**Exercise objective**
Give every line of the material from the one containing "Where can you spot the street" through the end as a JSON list of strings, one string per line, leaving out blank lines.

──────── Records to use

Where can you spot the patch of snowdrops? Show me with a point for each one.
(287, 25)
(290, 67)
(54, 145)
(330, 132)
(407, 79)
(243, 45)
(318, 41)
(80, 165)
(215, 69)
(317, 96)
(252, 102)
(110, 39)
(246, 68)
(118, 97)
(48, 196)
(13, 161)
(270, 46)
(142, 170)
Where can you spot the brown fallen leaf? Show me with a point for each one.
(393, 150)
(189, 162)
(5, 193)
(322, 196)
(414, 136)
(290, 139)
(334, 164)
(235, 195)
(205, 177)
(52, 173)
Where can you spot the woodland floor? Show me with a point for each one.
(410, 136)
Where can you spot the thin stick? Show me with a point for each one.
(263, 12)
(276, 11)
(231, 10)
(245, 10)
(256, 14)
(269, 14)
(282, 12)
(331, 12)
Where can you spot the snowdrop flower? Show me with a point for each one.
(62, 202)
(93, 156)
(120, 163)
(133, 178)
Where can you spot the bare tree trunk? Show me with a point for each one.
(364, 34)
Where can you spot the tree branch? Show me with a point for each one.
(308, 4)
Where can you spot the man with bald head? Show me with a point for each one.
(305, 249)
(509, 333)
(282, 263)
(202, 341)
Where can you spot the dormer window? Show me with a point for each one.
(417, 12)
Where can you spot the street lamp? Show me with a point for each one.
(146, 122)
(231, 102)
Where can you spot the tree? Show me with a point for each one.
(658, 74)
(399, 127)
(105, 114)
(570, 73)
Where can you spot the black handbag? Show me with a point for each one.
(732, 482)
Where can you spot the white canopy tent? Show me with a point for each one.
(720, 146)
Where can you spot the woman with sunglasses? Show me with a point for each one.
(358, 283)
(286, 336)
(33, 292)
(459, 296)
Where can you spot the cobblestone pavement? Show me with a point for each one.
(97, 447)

────────────────

**Result of this task**
[
  "Where can you spot the street lamp? Show me with a point for each one.",
  "(146, 122)",
  "(231, 102)",
  "Where can you spot the tree? Show me with a point for each one.",
  "(658, 74)",
  "(399, 127)",
  "(105, 114)",
  "(570, 73)",
  "Where can you spot the black handbag? Show me with a point for each one.",
  "(732, 482)",
  "Where can you spot the white canopy tent? Show me with a point for each one.",
  "(720, 146)",
  "Where can you spot the woman with sunglasses? Show me with a point for each one.",
  "(358, 283)",
  "(286, 336)",
  "(33, 292)",
  "(459, 296)",
  "Where can you spot the cobblestone pavement? Show me with a point for each one.",
  "(97, 447)"
]